+++ TEKS DITAMPILKAN +++
Kami memohon donasi dengan suka rela untuk mendukung situs ini, agar situs anda -islamqa.info – berkelanjutan dalam melayani Islam dan umat Islam insyaallah
Alhamdulillah.
Pertama:
Jika seorang laki-laki telah melangsungkan akad nikah kepada seorang wanita maka dia sudah menjadi istrinya, maka sudah menjadi halal baginya semua hal, akan tetapi sudah menjadi kebiasaan dan adat yang mengakar bahwa seorang suami tidak menggaulinya dan tidak berjima’ dengannya kecuali setelah diadakan resepsi pernikahan dan diumumkan kepada banyak orang.
Tidak diragukan lagi bahwa memperhatikan ‘urf (adat) yang mengakar adalah wajib, tidak boleh menyelisihinya; karena menyelisihinya akan menimbulkan kerusakan yang besar, seperti dalam kaidah:
والمعروف عرفا كالمشروط شرطا .
“Kebaikan yang menjadi adat, sama dengan syarat yang disyaratkan”.
Oleh karena itu, sebagian para wali melarang wanita yang berada di bawah perwaliannya untuk keluar bersama dengan suaminya setelah akad nikah (sebelum resepsi pernikahan), karena hawatir dia bisa berduaan dan sampai berjima’ dengannya, bisa dipastikan bahwa yang demikian itu sangat berlebihan dalam menjaganya dan menjaga tuduhan dan agar tidak menyakiti hati wanita tersebut, dan bukan menjadi hal yang asing bagi sebagian para wali, bahkan di antara mereka ada yang berlebihan seperti ini. Seorang wanita pasca dilaksanakan akad nikah masih tetap menjadi tanggung jawab bapaknya sampai diserahkan kepada suaminya dan berpindah ke rumah suaminya, maka menjadi hak seorang bapak mengenai izin tidaknya anak perempuannya.
+++ ENTRI DATA +++
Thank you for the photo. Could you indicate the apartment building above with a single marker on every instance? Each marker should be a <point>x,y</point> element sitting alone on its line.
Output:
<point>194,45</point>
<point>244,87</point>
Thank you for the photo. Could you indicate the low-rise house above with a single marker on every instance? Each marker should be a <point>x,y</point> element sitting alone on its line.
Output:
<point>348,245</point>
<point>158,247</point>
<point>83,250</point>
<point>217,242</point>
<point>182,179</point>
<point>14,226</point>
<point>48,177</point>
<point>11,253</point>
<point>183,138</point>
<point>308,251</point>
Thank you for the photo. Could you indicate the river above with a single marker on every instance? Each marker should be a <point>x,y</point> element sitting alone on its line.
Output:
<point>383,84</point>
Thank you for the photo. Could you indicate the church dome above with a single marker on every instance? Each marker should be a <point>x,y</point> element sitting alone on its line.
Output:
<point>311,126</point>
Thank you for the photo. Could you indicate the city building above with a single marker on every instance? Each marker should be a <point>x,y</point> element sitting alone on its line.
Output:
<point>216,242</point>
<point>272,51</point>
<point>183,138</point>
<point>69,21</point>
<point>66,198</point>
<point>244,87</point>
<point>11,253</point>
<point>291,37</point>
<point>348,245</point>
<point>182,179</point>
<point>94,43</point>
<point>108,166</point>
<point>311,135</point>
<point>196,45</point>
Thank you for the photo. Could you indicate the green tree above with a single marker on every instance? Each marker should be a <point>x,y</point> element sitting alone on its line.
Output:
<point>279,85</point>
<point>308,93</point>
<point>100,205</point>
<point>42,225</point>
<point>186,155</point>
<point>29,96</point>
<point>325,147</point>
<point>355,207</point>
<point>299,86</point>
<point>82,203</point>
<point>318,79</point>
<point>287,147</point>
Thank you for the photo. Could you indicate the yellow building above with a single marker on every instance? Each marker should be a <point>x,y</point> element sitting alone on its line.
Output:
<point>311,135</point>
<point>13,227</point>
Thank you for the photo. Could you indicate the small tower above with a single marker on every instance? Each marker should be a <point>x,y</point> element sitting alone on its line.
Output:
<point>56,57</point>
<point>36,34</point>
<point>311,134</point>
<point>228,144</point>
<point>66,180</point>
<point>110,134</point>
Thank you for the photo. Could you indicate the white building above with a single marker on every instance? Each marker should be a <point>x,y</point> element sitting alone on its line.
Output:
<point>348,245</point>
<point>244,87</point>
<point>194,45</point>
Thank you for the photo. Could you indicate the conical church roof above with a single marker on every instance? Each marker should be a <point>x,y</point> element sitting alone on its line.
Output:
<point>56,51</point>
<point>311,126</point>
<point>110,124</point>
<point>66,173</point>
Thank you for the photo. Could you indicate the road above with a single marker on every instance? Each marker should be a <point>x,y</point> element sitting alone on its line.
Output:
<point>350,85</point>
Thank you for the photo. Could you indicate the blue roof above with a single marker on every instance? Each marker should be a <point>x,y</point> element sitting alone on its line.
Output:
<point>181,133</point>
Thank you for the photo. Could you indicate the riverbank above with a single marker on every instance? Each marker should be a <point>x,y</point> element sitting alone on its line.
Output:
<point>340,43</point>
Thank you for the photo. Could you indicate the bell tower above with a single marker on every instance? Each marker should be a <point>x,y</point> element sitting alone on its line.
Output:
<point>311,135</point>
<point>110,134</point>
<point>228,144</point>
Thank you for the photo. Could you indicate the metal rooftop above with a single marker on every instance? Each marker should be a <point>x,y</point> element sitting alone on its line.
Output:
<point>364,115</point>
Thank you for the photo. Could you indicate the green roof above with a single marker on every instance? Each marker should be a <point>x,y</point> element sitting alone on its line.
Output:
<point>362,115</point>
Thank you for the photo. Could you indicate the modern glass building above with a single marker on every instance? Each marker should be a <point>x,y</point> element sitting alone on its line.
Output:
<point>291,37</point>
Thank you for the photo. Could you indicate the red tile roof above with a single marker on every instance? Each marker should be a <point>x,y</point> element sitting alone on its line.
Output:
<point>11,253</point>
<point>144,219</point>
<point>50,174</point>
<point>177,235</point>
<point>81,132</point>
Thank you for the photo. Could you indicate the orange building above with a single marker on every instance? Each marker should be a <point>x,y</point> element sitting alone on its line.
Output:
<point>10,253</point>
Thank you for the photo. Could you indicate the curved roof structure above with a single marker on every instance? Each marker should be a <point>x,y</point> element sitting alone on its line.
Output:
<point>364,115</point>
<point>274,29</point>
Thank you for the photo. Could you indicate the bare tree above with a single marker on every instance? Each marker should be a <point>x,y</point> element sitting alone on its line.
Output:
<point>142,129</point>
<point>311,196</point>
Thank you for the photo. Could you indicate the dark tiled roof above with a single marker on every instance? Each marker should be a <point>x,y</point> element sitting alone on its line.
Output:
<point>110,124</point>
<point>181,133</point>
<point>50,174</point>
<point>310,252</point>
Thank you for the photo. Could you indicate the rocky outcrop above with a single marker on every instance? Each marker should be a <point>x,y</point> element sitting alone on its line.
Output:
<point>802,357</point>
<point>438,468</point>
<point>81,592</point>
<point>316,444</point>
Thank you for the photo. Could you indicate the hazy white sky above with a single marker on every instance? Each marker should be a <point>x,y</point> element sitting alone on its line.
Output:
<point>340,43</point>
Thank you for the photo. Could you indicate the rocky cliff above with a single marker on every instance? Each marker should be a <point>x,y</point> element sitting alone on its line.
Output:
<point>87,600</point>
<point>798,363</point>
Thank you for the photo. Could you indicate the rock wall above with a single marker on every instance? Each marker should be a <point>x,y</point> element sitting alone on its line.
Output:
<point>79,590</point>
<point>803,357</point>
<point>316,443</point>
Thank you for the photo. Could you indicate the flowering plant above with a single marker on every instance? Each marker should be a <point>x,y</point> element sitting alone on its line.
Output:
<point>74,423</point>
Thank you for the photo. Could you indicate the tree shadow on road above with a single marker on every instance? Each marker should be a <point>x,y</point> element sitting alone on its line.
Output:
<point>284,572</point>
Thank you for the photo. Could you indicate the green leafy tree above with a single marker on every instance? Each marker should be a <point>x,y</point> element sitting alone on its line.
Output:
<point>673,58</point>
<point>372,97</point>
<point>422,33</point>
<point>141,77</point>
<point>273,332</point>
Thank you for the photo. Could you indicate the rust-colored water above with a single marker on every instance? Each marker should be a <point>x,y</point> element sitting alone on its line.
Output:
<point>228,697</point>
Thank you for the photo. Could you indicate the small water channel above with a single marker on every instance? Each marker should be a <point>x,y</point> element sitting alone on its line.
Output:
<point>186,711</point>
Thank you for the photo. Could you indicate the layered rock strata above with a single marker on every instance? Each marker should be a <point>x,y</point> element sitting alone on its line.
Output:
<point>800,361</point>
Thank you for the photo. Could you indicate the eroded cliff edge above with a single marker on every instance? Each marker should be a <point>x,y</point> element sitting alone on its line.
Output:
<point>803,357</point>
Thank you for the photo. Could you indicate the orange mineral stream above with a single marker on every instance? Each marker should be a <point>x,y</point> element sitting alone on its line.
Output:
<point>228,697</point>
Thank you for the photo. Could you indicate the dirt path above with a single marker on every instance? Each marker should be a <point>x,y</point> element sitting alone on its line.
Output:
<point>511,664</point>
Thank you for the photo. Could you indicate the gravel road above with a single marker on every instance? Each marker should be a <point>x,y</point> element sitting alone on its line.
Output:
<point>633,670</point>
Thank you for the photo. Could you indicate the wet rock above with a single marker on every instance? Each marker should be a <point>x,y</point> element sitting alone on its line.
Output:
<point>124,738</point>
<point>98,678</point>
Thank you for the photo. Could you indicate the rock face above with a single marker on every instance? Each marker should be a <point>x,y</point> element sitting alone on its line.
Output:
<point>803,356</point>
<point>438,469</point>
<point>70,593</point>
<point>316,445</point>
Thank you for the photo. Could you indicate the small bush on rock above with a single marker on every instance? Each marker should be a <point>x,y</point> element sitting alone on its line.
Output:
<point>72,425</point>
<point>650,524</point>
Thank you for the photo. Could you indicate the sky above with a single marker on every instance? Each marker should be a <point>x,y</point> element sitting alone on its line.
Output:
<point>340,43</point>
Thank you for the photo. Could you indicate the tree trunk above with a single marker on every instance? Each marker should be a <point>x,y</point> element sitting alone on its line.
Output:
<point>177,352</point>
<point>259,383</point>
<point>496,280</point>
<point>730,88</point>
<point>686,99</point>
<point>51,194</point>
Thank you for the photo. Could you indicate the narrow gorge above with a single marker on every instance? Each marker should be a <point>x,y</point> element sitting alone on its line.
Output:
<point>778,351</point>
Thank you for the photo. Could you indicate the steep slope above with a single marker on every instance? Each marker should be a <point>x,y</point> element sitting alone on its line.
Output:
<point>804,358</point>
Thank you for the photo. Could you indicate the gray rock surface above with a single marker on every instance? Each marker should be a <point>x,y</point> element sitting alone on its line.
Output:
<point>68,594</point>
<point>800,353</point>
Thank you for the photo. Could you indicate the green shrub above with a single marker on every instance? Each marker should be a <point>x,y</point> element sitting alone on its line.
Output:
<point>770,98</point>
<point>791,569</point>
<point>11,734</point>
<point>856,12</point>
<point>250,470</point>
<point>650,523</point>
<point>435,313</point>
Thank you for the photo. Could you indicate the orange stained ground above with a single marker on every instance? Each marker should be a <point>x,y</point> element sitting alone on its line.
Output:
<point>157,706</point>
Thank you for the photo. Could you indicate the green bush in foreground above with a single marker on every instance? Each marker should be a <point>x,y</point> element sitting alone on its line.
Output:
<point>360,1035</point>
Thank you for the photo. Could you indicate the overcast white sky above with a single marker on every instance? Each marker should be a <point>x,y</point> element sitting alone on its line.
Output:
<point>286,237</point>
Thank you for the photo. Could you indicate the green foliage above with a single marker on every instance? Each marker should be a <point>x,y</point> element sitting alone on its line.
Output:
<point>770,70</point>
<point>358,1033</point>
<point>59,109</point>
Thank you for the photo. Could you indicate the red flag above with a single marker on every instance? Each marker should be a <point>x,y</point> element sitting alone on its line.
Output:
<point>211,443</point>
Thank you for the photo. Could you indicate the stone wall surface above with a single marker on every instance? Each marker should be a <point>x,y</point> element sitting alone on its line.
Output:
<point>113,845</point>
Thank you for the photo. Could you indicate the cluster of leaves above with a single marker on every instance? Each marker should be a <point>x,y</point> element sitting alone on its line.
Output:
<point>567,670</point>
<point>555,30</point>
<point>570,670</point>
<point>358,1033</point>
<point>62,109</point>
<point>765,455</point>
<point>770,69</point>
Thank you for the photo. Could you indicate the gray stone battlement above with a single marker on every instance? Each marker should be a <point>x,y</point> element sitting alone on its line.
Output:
+++
TUGAS ANDA » Ambil dari teks tentang akad nikah bagian yang dimulai dengan "Tidak diragukan lagi" sampai dengan "كالمشروط شرطا .", dan salin kata demi kata tanpa perubahan.

JAWABAN TUGAS »
Tidak diragukan lagi bahwa memperhatikan ‘urf (adat) yang mengakar adalah wajib, tidak boleh menyelisihinya; karena menyelisihinya akan menimbulkan kerusakan yang besar, seperti dalam kaidah:
والمعروف عرفا كالمشروط شرطا .